* Begin *

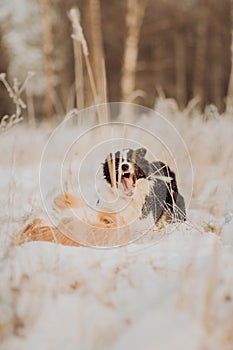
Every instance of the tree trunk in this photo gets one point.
(48, 48)
(201, 53)
(134, 20)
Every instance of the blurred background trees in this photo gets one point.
(183, 50)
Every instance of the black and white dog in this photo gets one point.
(123, 169)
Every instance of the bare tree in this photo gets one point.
(134, 19)
(201, 51)
(48, 56)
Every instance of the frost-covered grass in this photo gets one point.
(172, 293)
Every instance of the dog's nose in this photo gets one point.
(125, 167)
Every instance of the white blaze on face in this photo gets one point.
(126, 176)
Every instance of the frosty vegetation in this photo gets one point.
(172, 288)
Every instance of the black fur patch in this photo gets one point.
(164, 199)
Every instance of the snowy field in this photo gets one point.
(171, 292)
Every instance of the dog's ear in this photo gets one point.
(141, 152)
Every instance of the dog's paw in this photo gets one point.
(66, 201)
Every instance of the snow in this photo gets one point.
(169, 292)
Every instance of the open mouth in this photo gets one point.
(128, 181)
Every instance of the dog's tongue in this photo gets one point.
(127, 184)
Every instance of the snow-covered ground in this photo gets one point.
(172, 292)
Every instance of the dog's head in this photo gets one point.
(122, 169)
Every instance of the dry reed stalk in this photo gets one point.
(48, 48)
(79, 37)
(134, 20)
(208, 320)
(78, 64)
(30, 107)
(97, 48)
(229, 100)
(14, 92)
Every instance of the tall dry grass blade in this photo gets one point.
(14, 92)
(97, 47)
(208, 320)
(78, 62)
(48, 49)
(78, 36)
(134, 20)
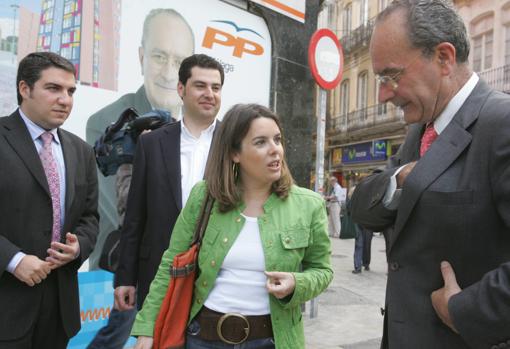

* End *

## Exercise directions
Put every line of the material above into a numbered list, skipping blank lines. Leave the pictures out.

## Expected output
1. Every instance of the tree trunk in this photo gets one point.
2. (48, 48)
3. (201, 53)
4. (134, 20)
5. Every instance of the blurred background trees in this photo gets one point.
6. (183, 50)
7. Every instance of the black and white dog in this photo gets one point.
8. (123, 169)
9. Every instance of the bare tree in this photo gets one point.
10. (134, 19)
11. (201, 51)
12. (48, 56)
13. Every instance of the frost-covered grass in this photo gets one point.
14. (172, 293)
15. Every instance of the dog's nose in this photo gets one point.
16. (125, 167)
17. Every instance of the white blaze on face in this photo gets one point.
18. (126, 176)
19. Every instance of the frosty vegetation in this photo gets one point.
20. (172, 288)
21. Every instance of the black fur patch in this photo gets one point.
22. (164, 199)
23. Every instance of the snowy field in this photo gets one point.
24. (171, 292)
25. Every instance of the dog's ear in this photo gets one point.
26. (141, 152)
27. Every instance of the dog's paw in this photo gets one point.
28. (66, 201)
29. Every instance of the snow in this photo gets one point.
30. (169, 292)
31. Every instance of the open mouth in this photo gets one point.
32. (128, 181)
33. Every instance of the dog's tongue in this photo gets one point.
34. (127, 184)
35. Every instance of the snow-covered ground in this photo gets one point.
36. (172, 292)
37. Every instance of the dog's head in this photo gets one point.
38. (122, 169)
39. Every instance of the dry reed stalk in this photo gets one point.
40. (48, 48)
41. (79, 37)
42. (134, 20)
43. (208, 320)
44. (78, 64)
45. (30, 107)
46. (97, 48)
47. (229, 100)
48. (14, 92)
49. Every instance of the tall dry grass blade in this photo gets one point.
50. (14, 92)
51. (97, 47)
52. (208, 320)
53. (78, 62)
54. (48, 49)
55. (78, 36)
56. (134, 20)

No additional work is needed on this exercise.